Start of Recorded data

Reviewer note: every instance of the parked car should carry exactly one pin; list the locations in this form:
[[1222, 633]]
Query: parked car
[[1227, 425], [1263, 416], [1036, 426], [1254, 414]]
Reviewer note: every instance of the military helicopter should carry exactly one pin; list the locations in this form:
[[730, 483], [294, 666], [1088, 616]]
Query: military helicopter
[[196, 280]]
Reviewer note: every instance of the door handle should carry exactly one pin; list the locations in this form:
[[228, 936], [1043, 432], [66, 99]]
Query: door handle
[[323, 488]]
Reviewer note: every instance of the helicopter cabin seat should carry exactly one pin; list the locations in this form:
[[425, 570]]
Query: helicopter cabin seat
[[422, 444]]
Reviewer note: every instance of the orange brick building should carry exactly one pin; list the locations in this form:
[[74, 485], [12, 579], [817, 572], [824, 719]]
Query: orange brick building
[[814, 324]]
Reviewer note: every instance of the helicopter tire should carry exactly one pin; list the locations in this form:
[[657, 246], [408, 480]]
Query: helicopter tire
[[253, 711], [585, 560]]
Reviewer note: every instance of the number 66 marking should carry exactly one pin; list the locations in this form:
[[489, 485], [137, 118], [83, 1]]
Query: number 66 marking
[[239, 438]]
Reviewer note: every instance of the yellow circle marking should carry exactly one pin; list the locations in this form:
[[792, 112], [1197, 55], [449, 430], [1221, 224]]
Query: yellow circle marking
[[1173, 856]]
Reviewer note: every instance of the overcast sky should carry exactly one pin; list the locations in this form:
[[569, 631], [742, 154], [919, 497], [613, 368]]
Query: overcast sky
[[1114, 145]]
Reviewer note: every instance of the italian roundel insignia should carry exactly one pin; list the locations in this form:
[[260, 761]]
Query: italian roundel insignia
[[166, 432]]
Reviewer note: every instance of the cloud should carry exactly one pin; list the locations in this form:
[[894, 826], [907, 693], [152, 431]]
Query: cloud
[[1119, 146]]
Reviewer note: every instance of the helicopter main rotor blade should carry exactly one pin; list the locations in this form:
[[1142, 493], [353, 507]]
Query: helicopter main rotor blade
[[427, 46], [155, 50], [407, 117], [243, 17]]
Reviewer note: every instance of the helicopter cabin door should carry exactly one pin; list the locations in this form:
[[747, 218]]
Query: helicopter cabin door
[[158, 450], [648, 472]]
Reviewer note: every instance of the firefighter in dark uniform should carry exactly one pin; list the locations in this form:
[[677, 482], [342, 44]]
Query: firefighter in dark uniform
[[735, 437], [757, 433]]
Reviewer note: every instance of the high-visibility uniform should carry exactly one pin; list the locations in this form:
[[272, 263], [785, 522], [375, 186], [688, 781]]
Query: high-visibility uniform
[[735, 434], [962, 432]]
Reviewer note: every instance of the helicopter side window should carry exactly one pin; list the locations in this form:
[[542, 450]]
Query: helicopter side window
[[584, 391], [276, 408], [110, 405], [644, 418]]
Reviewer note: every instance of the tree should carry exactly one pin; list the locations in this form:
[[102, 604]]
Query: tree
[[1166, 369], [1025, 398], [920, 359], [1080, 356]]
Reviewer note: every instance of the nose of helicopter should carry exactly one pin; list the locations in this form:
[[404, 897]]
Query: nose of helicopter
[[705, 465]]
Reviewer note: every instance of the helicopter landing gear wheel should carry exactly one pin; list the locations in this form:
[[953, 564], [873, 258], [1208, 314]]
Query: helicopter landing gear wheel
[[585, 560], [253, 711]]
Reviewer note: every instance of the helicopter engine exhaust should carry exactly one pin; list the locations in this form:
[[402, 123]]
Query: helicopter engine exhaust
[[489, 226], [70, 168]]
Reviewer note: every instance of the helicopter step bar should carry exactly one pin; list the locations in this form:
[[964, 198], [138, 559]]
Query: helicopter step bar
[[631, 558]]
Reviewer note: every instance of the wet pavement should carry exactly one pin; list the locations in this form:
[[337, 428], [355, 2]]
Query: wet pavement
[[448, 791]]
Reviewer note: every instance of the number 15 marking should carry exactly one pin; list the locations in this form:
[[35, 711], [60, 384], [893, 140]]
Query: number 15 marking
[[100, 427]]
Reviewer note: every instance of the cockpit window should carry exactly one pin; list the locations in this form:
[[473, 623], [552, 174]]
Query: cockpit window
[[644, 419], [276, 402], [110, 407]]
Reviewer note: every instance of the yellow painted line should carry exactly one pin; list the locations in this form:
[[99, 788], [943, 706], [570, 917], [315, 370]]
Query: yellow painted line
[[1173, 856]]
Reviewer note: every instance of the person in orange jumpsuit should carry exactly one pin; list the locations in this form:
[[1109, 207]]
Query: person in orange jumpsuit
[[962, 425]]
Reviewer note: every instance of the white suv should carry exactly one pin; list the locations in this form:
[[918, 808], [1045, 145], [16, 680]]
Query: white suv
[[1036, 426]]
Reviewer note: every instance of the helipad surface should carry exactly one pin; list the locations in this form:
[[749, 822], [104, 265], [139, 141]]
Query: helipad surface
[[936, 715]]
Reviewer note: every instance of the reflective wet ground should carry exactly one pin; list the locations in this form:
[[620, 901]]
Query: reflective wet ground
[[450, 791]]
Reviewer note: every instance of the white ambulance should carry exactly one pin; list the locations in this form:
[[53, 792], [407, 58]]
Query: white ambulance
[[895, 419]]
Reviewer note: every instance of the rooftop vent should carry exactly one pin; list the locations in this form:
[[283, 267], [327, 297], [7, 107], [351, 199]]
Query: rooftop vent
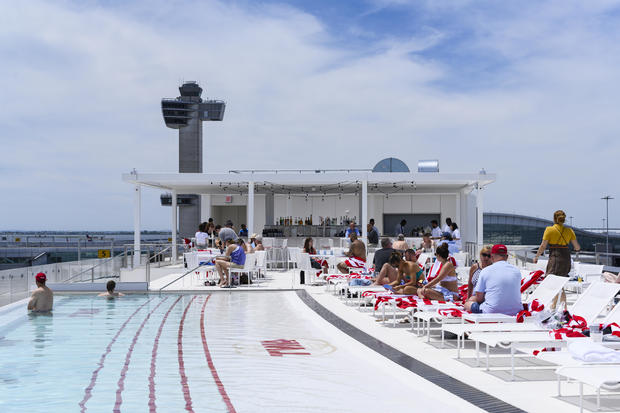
[[391, 165], [429, 165]]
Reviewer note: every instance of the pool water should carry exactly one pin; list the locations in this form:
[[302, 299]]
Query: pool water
[[224, 352]]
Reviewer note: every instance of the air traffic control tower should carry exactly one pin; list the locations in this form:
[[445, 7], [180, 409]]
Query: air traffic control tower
[[186, 113]]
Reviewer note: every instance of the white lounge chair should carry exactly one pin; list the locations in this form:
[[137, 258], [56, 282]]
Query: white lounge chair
[[305, 265], [544, 294], [248, 268], [589, 305]]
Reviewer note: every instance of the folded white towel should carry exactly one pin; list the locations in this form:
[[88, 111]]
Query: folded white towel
[[588, 351]]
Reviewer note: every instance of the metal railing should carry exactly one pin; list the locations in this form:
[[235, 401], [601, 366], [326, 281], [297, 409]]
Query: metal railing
[[181, 276], [17, 283], [152, 252]]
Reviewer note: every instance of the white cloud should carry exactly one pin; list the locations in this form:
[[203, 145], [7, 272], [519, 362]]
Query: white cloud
[[84, 84]]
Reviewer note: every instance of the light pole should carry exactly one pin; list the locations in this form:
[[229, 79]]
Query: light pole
[[607, 198]]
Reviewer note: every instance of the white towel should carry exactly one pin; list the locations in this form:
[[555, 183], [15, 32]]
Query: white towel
[[590, 352]]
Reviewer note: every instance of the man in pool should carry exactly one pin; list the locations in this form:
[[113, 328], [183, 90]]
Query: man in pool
[[110, 286], [42, 299]]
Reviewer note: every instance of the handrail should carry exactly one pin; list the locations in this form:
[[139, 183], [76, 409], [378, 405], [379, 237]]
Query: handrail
[[177, 279], [160, 252], [37, 257], [96, 265]]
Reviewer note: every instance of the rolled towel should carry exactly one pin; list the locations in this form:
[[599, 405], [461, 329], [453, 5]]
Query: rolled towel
[[590, 352]]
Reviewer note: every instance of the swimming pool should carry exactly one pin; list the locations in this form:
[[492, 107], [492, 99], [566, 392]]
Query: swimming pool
[[243, 352]]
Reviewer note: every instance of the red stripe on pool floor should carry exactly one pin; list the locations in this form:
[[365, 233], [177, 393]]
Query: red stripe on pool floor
[[121, 380], [152, 406], [216, 377], [184, 385], [93, 380]]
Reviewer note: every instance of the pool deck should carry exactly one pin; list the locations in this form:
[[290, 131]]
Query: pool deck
[[533, 390]]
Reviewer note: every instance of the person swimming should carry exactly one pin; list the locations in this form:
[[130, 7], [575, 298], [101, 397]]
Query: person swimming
[[42, 299], [110, 294]]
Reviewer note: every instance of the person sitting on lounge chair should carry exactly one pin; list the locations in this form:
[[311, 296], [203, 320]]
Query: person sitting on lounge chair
[[442, 283], [389, 271], [400, 244], [498, 289], [234, 257], [356, 256], [410, 277]]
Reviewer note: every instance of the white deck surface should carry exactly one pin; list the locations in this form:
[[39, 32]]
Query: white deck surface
[[534, 390]]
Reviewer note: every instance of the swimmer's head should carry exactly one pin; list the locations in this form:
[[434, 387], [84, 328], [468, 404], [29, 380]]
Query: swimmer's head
[[110, 286], [40, 278]]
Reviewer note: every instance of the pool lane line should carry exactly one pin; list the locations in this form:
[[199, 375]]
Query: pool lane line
[[460, 389], [216, 377], [184, 385], [121, 379], [152, 406], [93, 380]]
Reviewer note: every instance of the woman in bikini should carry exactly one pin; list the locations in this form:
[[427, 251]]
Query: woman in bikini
[[442, 284], [410, 277]]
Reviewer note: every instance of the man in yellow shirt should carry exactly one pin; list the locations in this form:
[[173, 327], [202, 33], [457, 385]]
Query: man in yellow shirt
[[557, 238]]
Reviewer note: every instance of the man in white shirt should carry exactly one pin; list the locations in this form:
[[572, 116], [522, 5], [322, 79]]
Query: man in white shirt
[[372, 222], [498, 289], [435, 230], [400, 228]]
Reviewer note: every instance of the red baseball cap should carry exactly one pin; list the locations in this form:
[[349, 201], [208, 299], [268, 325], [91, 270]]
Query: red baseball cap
[[499, 249]]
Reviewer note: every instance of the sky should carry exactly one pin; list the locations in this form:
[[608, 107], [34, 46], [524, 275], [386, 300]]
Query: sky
[[527, 90]]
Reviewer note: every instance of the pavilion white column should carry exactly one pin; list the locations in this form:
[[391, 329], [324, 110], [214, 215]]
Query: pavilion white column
[[206, 211], [364, 211], [480, 217], [174, 227], [137, 206], [250, 209], [459, 219]]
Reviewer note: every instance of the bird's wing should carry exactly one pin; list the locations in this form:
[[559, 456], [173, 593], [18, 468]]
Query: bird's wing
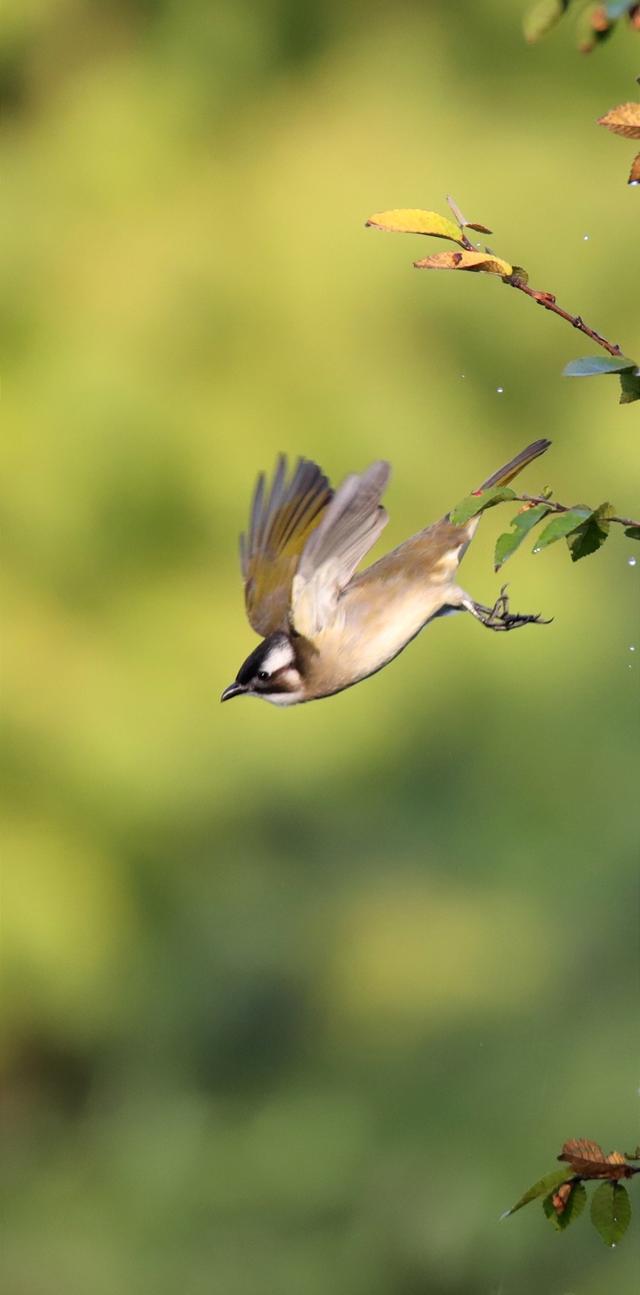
[[281, 519], [349, 529]]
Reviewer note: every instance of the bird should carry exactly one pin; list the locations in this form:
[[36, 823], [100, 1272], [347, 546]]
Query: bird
[[323, 626]]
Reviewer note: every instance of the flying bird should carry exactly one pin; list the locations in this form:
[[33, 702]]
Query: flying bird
[[324, 627]]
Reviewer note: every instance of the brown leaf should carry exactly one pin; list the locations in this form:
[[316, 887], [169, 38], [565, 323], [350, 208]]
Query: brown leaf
[[473, 260], [623, 119], [588, 1160]]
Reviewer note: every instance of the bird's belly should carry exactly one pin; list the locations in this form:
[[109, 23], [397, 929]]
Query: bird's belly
[[368, 636]]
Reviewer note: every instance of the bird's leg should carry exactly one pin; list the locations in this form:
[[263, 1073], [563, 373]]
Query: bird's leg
[[499, 615]]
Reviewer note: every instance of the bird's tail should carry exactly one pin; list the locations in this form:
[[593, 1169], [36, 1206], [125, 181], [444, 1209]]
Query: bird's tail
[[509, 470]]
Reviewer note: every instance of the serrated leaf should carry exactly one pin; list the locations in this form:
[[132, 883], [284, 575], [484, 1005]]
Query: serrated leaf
[[474, 504], [522, 523], [542, 1188], [473, 260], [630, 386], [610, 1211], [592, 365], [591, 535], [623, 119], [561, 526], [412, 220], [543, 16], [565, 1204]]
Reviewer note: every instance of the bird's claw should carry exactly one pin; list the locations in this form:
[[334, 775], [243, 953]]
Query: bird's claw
[[500, 618]]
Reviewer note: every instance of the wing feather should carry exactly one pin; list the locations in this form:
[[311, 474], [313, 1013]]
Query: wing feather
[[280, 522], [349, 529]]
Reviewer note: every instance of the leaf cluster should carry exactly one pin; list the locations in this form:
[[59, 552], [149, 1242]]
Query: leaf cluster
[[584, 529], [595, 22], [413, 220], [564, 1194]]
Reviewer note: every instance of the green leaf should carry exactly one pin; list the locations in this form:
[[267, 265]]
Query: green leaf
[[591, 535], [543, 16], [474, 504], [411, 220], [630, 386], [511, 540], [542, 1188], [520, 272], [574, 1206], [561, 526], [610, 1211], [591, 365]]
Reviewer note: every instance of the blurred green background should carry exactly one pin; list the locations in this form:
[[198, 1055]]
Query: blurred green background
[[299, 1001]]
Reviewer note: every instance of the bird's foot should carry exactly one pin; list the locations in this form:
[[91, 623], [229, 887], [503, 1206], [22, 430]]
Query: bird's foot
[[499, 615]]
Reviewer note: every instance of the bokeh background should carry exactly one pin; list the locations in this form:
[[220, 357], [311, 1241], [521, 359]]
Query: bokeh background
[[299, 1001]]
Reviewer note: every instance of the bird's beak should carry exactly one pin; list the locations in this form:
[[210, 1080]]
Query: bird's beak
[[232, 690]]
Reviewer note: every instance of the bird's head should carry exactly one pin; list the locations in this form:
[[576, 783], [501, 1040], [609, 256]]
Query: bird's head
[[270, 672]]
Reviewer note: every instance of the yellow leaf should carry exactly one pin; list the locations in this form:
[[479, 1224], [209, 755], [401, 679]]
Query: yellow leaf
[[413, 222], [474, 260], [623, 119]]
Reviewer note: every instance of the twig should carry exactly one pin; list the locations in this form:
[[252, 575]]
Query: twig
[[549, 303], [566, 508]]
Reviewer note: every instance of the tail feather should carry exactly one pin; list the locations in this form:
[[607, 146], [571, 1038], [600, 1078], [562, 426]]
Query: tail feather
[[509, 470]]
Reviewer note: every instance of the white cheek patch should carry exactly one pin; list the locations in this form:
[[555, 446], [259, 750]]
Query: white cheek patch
[[277, 658], [281, 698]]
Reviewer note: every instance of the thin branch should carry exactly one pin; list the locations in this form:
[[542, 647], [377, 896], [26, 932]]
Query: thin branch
[[566, 508], [549, 303]]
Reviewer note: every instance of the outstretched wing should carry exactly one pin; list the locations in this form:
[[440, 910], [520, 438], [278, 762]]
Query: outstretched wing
[[283, 517], [349, 529]]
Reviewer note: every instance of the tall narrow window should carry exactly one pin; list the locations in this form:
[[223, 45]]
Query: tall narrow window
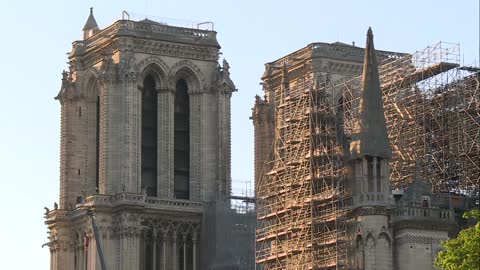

End of Recorded data

▶ _Problem to solve_: Take the first line of the material above as the start and the line that contains "[[425, 570]]" as the end. Output only that span, every line exactly as it stands.

▶ _Task answer_:
Reviewer note: every instance of the parked car should carry exactly one pin; list the locations in this form:
[[1222, 633]]
Query: parked car
[[1227, 425], [1263, 416], [1036, 426], [1254, 414]]
Reviewer note: every instance of the military helicopter should carry exactly one pin; list the locations in this form:
[[730, 483], [294, 666], [1088, 616]]
Query: military helicopter
[[196, 280]]
Reviewer note: every instance of the door handle should carry exactly one pin; list the locations in this form:
[[228, 936], [1043, 432], [66, 99]]
Query: door handle
[[323, 488]]
Reviewer note: every instance of the helicopter cabin seat should carry exactly one pin; list the locations in this form:
[[425, 570]]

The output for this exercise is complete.